TASK DESCRIPTION: Continue the transcript about military psychiatrists aiding interrogations at Guantanamo Bay, picking up after its final sentence.

EXCERPT:
Even in the tropics or at the least reputable of Caribbean medical colleges, you do not need to be Hippocrates himself to think that there might be something unethical about doctors aiding in interrogations.  Dr. Spencer Eth, Chairman of the Ethics Committee at the American Psychiatric Association and also a professor of psychiatry at New York Medical College, joined Countdown host Keith Olbermann to discuss the ethical edge.
/ Source: msnbc.com

A congressional delegation went on a tour of the U.S. detainee center at Guantanamo Bay last weekend. The visit coincided with a new report detailing how military doctors at the facility assisted interrogators in making their interrogations more effective. 

The assignment?  Helping to pinpoint the detainees' personal weaknesses. One former interrogator told The New York Times, “Their purpose was to help us break them.”  In response, a Pentagon spokesman said the psychiatrists did not breach any ethical codes because they were not acting as doctors, but instead as behavioral scientists.

Yet even in the tropics or at the least reputable of Caribbean medical colleges, you do not need to be Hippocrates himself to think that there might be something unethical about doctors aiding in interrogations. 

Dr. Spencer Eth, Chairman of the Ethics Committee at the American Psychiatric Association and also a professor of psychiatry at New York Medical College, joined Countdown host Keith Olbermann to discuss the ethical edge.

KEITH OLBERMANN, 'COUNTDOWN' HOST: Is acting as a doctor something that a military psychiatrist could turn on and off, upholding the Hippocratic oath of “First do no harm” one moment, and the next, leaking to interrogators the best way to increase the distress of particular detainees?

DR. SPENCER ETH, ETHICS COMMITTEE CHAIRMAN OF AMERICAN PSYCHIATRIC ASSOCIATION:  As your question suggests, if a military psychiatrist is acting as a physician, then he or she is bound by our principles of medical ethics, principles that have been in force for a very long time and are based on a tradition that hearkens back to the ancient Greeks and Hippocrates. Our civilization has been through many, many wars, and we know that medical ethics apply to physicians who are in the military, as well as to physicians in civilian life.

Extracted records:
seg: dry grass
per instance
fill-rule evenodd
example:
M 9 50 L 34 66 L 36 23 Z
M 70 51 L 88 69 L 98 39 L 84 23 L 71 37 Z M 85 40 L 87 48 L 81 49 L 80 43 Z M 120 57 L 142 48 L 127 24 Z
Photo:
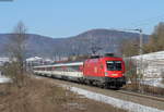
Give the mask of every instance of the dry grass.
M 141 87 L 139 87 L 138 84 L 129 84 L 126 85 L 124 88 L 132 91 L 142 91 L 143 94 L 150 94 L 154 96 L 164 96 L 164 88 L 149 86 L 149 85 L 141 85 Z
M 0 85 L 0 112 L 126 112 L 50 83 L 27 79 L 21 88 L 11 84 Z

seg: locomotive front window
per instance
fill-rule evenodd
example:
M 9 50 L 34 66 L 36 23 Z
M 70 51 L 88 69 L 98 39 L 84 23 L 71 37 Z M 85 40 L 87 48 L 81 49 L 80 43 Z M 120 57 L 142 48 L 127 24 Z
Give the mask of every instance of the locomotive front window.
M 121 61 L 107 61 L 107 71 L 121 71 Z

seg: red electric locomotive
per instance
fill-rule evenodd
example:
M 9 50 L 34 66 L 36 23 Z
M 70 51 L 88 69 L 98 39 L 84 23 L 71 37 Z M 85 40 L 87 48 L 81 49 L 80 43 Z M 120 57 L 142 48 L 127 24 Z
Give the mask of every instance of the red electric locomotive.
M 83 64 L 83 75 L 90 84 L 119 88 L 126 84 L 125 62 L 121 58 L 101 57 L 87 59 Z
M 125 62 L 110 55 L 94 57 L 84 62 L 35 66 L 34 73 L 106 88 L 119 88 L 126 84 Z

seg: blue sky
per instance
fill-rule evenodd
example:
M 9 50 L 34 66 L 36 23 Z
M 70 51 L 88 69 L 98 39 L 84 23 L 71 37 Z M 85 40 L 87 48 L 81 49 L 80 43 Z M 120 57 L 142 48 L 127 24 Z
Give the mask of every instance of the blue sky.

ANSWER BOX:
OLBERMANN: The authors of The New England Journal of Medicine interviewed doctors who basically eliminated whatever gray area there might seem to be.  They say that they actually helped devise and supervise the interrogation regimen at Gitmo.  They had an explicit goal, which was to increase fear and distress among the detainees.  What are the ethics there?

ETH: It would be very difficult to defend the physician who seeks to increase distress, to increase pain, to increase fear and anxiety in a person.  That is outside of the role of being a physician.  In the same way that physicians are bard from participating in lethal-in legal executions in a prison setting, even if that is a death-sentence prisoner, a physician can‘t participate in that.  It is outside of the bounds of medical ethics.

OLBERMANN: These doctors, in particular, the ones in the military, the ones who are working in some way at or in connection to Gitmo, what are their professional risks, at this point?  I mean, obviously, the military wouldn't or may not have a problem with any of the things that they are reported to have been doing.  But what happens if these doctors later go out and either resume or start civilian practice?

ETH: If they are psychiatrists and members of the American Psychiatric Association-and the majority of American psychiatrists are, over 36,000 — then we have an enforcement mechanism to investigate and adjudicate complaints of ethics.  And military psychiatrists who would be who might be accused of unethical behavior would then have to answer to those charges.